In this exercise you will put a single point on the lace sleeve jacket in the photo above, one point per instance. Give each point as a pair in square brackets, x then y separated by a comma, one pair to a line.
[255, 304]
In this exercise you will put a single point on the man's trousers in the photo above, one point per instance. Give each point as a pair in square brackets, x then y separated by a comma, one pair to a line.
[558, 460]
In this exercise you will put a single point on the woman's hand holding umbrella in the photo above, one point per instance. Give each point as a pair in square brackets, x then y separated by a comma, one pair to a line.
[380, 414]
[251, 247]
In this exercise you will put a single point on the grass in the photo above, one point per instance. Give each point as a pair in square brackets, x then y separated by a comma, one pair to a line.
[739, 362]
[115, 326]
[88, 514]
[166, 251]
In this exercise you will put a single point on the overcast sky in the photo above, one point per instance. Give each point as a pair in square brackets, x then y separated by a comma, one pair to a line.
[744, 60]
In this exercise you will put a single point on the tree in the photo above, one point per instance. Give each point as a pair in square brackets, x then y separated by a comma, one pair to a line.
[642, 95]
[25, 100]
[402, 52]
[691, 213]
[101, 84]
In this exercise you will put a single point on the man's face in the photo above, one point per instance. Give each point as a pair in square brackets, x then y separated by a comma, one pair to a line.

_ _ _ _ _ _ _

■ **Task instructions**
Return all of the material precisely as written.

■ **Expected output**
In this exercise you will put a single point on the lace sleeve jacket in the photo above, one point per instance. Give each point as a pair in square brackets, x then y separated by a comma, one pair to a line.
[255, 304]
In this exercise you will put a single point on the man's trousers in the photo above, one point per instance. Give each point as a pair in square brackets, x then y separated by a comma, one pair to a line.
[558, 460]
In this exercise you will put a single point on the woman's hand holding umbrella in the photo above, one point per instance. Give each point as a pair in square brackets, x then y separated by a comma, one pair to a line.
[380, 414]
[251, 247]
In this exercise you will put a single point on the grass in the photo above, one point per instance. Give each point as a pair in square brackets, x then y separated by a comma, one pair to a line.
[739, 362]
[115, 326]
[88, 514]
[166, 251]
In this exercise you will put a single point on the overcast sky in the photo above, one point per instance. Give each point as a pair in square brackets, x then y separated by a comma, one pair to a line.
[744, 60]
In this exercise you will put a single point on the tree in the photo above, one point per instance. Give each point as a pair in square brackets, x then y separated by a comma, one pair to a line.
[642, 95]
[25, 100]
[402, 52]
[691, 213]
[101, 84]
In this exercise you will put a single point on the man's face in the photo above, one point per instance. Give each point as a pair in square brackets, x then y separated by a comma, one pair to a line.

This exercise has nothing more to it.